§ **Records to process**:
------------------------------------------------------------------------

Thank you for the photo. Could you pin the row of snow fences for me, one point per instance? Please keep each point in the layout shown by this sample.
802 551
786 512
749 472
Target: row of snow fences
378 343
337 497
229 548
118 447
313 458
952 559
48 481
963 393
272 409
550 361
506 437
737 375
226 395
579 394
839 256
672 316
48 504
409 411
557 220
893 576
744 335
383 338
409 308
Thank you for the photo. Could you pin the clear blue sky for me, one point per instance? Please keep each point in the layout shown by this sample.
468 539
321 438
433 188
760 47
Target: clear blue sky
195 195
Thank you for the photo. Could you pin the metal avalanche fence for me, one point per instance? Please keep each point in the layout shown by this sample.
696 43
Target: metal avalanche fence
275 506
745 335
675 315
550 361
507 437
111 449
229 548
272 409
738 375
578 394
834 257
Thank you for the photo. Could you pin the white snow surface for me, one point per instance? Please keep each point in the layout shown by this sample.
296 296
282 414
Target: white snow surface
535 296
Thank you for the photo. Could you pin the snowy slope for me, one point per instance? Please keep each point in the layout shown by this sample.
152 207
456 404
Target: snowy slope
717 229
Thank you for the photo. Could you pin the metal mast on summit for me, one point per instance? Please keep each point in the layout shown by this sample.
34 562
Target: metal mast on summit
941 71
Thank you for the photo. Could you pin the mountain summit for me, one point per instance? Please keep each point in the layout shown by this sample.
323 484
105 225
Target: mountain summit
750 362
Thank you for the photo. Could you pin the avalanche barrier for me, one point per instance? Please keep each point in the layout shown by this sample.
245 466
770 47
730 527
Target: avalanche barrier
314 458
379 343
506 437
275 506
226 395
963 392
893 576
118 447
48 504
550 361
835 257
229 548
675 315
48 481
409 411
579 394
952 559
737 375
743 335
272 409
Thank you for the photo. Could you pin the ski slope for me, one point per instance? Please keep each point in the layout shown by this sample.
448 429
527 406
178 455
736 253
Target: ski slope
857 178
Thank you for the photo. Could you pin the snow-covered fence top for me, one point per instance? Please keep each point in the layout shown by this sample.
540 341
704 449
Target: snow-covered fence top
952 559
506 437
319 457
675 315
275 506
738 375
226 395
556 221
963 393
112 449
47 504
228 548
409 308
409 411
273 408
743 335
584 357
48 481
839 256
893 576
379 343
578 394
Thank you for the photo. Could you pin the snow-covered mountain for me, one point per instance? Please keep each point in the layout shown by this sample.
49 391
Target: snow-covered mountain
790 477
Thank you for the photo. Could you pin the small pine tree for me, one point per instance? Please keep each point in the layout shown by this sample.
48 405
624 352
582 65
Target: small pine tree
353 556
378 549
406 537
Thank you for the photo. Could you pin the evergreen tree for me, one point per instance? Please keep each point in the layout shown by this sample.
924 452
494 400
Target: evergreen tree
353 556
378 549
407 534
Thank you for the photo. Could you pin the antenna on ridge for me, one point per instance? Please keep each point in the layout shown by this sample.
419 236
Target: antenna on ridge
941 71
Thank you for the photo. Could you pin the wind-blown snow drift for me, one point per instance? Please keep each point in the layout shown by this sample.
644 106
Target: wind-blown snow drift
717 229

------------------------------------------------------------------------

§ **Exercise prompt**:
Output, unchanged, the lines from the line with "Thank you for the photo. Could you pin the small" through the final line of the material.

§ **Full answer**:
Thank you for the photo. Could you pin the small pine tree for me, one point per instance? Please keep each point in the layout shown by this sample.
48 405
624 352
582 65
Target: small pine tree
353 556
378 549
406 537
Thank you for the photo. Could you pin the evergreen tree for me, one point per instance? Please keep each point in the layout shown by this sample.
924 452
494 400
Target: evergreen tree
353 556
378 549
407 534
Thank you for the photo. Could you pin the antenna on ridge for me, one point per instance? Please keep each point in the layout shown by this sample.
419 236
Target: antenna on ridge
941 71
Thank you for the photo. Could you pin the wind-blown snow drift for me, one point per instance? Please keep each point in the layout shown by this sample.
644 106
Target: wind-blown snow drift
717 229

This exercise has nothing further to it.